#### Task objective
Write out the whole of the material exactly.
## begin
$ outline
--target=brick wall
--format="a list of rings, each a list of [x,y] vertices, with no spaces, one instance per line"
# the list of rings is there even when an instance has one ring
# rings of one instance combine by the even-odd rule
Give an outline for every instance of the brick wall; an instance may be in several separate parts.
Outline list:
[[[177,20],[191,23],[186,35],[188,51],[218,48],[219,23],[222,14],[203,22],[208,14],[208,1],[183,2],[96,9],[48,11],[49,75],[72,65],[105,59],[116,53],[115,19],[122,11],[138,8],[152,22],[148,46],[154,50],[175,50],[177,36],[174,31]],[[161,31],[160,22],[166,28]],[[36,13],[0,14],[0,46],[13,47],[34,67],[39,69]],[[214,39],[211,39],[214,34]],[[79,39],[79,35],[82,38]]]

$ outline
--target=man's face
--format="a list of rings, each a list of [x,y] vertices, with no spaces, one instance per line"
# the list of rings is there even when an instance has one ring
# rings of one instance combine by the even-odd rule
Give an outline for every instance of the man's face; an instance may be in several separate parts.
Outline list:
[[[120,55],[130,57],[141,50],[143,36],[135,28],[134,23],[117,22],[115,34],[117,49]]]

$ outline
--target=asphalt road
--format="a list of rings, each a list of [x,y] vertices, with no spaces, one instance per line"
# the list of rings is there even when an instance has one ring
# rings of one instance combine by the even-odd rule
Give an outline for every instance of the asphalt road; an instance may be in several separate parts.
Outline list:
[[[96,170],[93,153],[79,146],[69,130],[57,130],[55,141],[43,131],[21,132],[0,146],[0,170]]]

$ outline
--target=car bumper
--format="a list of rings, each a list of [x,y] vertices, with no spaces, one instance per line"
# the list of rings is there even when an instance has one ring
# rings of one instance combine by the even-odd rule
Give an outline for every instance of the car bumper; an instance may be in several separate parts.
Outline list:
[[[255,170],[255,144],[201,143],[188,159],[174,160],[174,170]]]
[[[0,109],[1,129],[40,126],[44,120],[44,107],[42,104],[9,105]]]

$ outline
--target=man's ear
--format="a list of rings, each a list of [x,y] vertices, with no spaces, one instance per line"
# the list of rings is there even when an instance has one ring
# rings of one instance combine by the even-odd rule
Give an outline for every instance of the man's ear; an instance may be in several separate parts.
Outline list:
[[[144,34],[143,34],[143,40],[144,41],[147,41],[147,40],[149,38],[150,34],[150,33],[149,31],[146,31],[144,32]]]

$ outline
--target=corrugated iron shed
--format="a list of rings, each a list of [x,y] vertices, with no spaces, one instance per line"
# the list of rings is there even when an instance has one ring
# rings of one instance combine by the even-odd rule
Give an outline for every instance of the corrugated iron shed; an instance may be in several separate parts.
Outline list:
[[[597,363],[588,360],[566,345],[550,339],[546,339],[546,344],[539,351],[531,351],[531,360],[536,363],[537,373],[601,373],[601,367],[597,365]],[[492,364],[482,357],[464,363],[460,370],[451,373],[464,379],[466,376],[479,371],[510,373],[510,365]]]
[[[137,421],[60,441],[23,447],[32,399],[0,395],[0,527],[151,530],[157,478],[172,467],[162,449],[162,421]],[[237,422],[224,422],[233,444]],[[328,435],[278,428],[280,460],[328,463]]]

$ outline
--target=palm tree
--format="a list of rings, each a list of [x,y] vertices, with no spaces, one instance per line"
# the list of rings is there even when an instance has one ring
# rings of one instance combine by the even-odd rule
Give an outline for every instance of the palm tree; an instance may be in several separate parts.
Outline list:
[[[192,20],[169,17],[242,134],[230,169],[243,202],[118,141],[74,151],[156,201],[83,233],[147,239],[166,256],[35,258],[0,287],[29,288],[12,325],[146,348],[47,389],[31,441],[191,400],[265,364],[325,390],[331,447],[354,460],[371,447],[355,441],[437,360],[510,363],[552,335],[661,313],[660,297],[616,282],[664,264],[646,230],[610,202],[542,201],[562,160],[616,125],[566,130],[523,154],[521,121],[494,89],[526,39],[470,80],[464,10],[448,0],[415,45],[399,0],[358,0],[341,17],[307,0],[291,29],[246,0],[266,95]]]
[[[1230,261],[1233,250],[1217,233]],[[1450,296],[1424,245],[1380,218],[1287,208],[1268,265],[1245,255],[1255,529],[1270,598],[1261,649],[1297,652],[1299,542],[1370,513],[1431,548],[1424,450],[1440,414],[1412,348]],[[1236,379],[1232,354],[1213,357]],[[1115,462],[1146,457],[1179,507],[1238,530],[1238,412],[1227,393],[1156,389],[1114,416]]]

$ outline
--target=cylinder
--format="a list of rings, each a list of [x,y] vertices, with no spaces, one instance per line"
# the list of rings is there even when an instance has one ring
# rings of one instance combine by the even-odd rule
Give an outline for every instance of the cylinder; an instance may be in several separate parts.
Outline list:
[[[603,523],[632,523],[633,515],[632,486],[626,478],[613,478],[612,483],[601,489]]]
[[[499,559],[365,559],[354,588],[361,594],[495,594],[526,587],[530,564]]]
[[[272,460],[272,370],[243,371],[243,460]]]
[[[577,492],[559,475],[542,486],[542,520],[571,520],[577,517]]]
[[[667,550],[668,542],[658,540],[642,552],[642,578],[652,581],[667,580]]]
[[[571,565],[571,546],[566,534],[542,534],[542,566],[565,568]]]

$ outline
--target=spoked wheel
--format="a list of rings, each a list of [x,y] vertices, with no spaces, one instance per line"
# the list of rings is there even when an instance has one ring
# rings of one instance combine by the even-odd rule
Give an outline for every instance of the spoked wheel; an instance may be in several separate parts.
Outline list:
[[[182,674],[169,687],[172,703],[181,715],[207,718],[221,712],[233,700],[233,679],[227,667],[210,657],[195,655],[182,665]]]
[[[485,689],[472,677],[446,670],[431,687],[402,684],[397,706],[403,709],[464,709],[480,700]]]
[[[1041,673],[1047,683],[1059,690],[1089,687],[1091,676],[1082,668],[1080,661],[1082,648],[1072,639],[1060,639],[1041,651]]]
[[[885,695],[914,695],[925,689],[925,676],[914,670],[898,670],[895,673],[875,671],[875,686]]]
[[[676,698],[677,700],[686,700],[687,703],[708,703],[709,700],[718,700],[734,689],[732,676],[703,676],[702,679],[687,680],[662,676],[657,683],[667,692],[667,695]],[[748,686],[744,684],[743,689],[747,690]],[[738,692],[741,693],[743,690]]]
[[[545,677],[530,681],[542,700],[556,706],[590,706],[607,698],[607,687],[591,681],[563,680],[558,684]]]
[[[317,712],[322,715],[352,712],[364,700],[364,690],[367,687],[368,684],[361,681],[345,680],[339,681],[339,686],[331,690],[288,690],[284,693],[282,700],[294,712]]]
## end
#### Final result
$ outline
--target=brick wall
--format="a list of rings, each a list of [x,y] vertices, with no spaces, one instance per line"
# the list of rings is there even when an instance has one ring
# rings of one instance combine by the even-odd rule
Give an outline for every instance of the brick wall; an instance may be in several separate parts.
Outline list:
[[[177,20],[191,23],[186,35],[188,51],[218,48],[219,23],[222,14],[203,22],[208,14],[208,1],[183,2],[96,9],[48,11],[49,75],[72,65],[105,59],[116,53],[115,19],[122,11],[138,8],[152,22],[148,46],[154,50],[175,50],[177,36],[174,31]],[[161,31],[160,22],[166,28]],[[36,13],[0,14],[0,46],[13,47],[34,67],[39,69]],[[214,39],[211,39],[214,34]],[[79,39],[79,35],[82,38]]]

$ outline
--target=man's face
--format="a list of rings, each a list of [x,y] vertices, with no spaces, one instance per line"
# the list of rings is there even when an instance has one ring
# rings of one instance combine by the even-odd rule
Give an outline for every instance of the man's face; an instance may be in several separate parts.
Outline list:
[[[120,55],[130,57],[141,50],[143,36],[135,28],[134,23],[117,22],[115,34],[117,49]]]

$ outline
--target=asphalt road
--format="a list of rings, each a list of [x,y] vertices, with no spaces, one instance per line"
# the list of rings is there even when an instance has one ring
# rings of one instance combine by the even-odd rule
Give an outline for every instance of the asphalt road; an instance may be in several separate parts.
Outline list:
[[[96,170],[93,153],[79,146],[69,130],[57,130],[55,141],[43,131],[21,132],[0,146],[0,170]]]

$ outline
--target=car bumper
--format="a list of rings, each a list of [x,y] vertices, with no spaces, one instance per line"
# the list of rings is there even when an instance has one ring
# rings of one instance combine by the even-odd rule
Give an outline for every instance of the car bumper; an instance may be in several separate parts.
Outline list:
[[[255,170],[255,144],[201,143],[188,159],[174,160],[174,170]]]
[[[0,109],[1,129],[40,126],[44,120],[44,107],[42,104],[9,105]]]

$ outline
--target=man's ear
--format="a list of rings, each a list of [x,y] vertices, with no spaces, one instance per line"
# the list of rings is there even when an instance has one ring
# rings of one instance combine by the even-odd rule
Give an outline for every instance of the man's ear; an instance may be in several separate parts.
Outline list:
[[[144,34],[143,34],[143,40],[144,41],[147,41],[147,40],[149,38],[150,34],[150,33],[149,31],[146,31],[144,32]]]

$ outline
--target=corrugated iron shed
--format="a list of rings, each a list of [x,y] vertices, with no spaces, one instance per line"
# the list of rings is there even when an instance has one ring
# rings of one instance combine by the even-odd rule
Give an outline for every instance of the corrugated iron shed; an instance may be in several separate parts.
Outline list:
[[[597,363],[588,360],[566,345],[550,339],[546,339],[546,344],[539,351],[531,351],[531,360],[536,363],[537,373],[601,373],[601,367],[597,365]],[[492,364],[482,357],[464,363],[460,370],[451,373],[464,379],[466,376],[479,371],[510,373],[510,365]]]
[[[137,421],[60,441],[23,447],[32,399],[0,395],[0,527],[151,530],[157,478],[172,467],[162,449],[162,421]],[[237,422],[224,422],[233,444]],[[328,435],[278,428],[280,460],[328,463]]]

$ outline
--target=palm tree
--format="a list of rings, each a list of [x,y] vertices, with no spaces, one instance per line"
# the list of rings is there even when an instance has one ring
# rings of one instance combine by the even-odd rule
Give an outline for every instance of the palm tree; an instance may be in several separate parts.
Outline list:
[[[192,20],[169,17],[242,134],[230,169],[243,202],[118,141],[74,151],[156,201],[83,233],[147,239],[166,256],[35,258],[0,287],[29,288],[12,325],[146,348],[47,389],[31,441],[191,400],[265,364],[325,390],[331,447],[354,460],[371,447],[355,441],[437,360],[510,363],[552,335],[661,313],[660,297],[616,282],[664,264],[646,230],[610,202],[542,201],[562,160],[616,125],[566,130],[523,154],[521,121],[494,89],[526,39],[470,80],[464,10],[448,0],[415,45],[399,0],[358,0],[341,17],[307,0],[291,29],[246,0],[266,95]]]
[[[1230,261],[1233,250],[1217,233]],[[1450,296],[1424,245],[1380,218],[1287,208],[1268,265],[1245,255],[1255,529],[1270,598],[1261,649],[1297,652],[1299,542],[1370,513],[1431,548],[1424,450],[1440,414],[1412,348]],[[1236,379],[1232,354],[1213,357]],[[1115,462],[1146,457],[1179,507],[1238,530],[1238,412],[1227,393],[1156,389],[1114,416]]]

$ outline
--target=cylinder
--format="a list of rings, each a list of [x,y] vertices, with no spaces, one instance per line"
# the list of rings is there even when an instance has one ring
# rings of one instance combine by the even-odd rule
Give an outline for every instance of the cylinder; an instance may be in several separate parts.
Outline list:
[[[603,523],[632,523],[633,515],[632,486],[626,478],[613,478],[612,483],[601,489]]]
[[[499,559],[365,559],[354,588],[361,594],[495,594],[526,587],[530,564]]]
[[[272,460],[272,370],[243,371],[243,460]]]
[[[577,492],[559,475],[542,486],[542,520],[571,520],[577,517]]]
[[[667,550],[668,542],[658,540],[642,552],[642,578],[652,581],[667,580]]]
[[[571,565],[571,546],[566,534],[542,534],[542,566],[565,568]]]

$ outline
--target=spoked wheel
--format="a list of rings, each a list of [x,y] vertices, with no spaces, one instance per line"
# the list of rings is there even when an instance has one ring
# rings of one instance combine by the even-odd rule
Give an outline for every instance of the spoked wheel; an instance may be in several separate parts.
Outline list:
[[[182,674],[169,687],[172,703],[181,715],[207,718],[221,712],[233,700],[233,679],[227,667],[210,657],[195,655],[182,665]]]
[[[485,689],[472,677],[446,670],[431,687],[402,684],[397,706],[403,709],[464,709],[480,700]]]
[[[1041,673],[1047,683],[1059,690],[1089,687],[1091,676],[1082,668],[1080,661],[1082,648],[1072,639],[1060,639],[1041,651]]]
[[[885,695],[914,695],[925,689],[925,676],[914,670],[898,670],[895,673],[875,671],[875,686]]]
[[[676,698],[677,700],[686,700],[687,703],[708,703],[709,700],[718,700],[734,689],[732,676],[703,676],[702,679],[687,680],[662,676],[657,683],[667,692],[667,695]],[[748,686],[744,684],[743,689],[747,690]],[[738,692],[741,693],[743,690]]]
[[[545,677],[530,681],[542,700],[556,706],[590,706],[607,698],[607,687],[591,681],[563,680],[558,684]]]
[[[317,712],[322,715],[352,712],[364,700],[364,690],[367,687],[368,684],[361,681],[345,680],[339,681],[339,686],[331,690],[288,690],[284,693],[282,700],[294,712]]]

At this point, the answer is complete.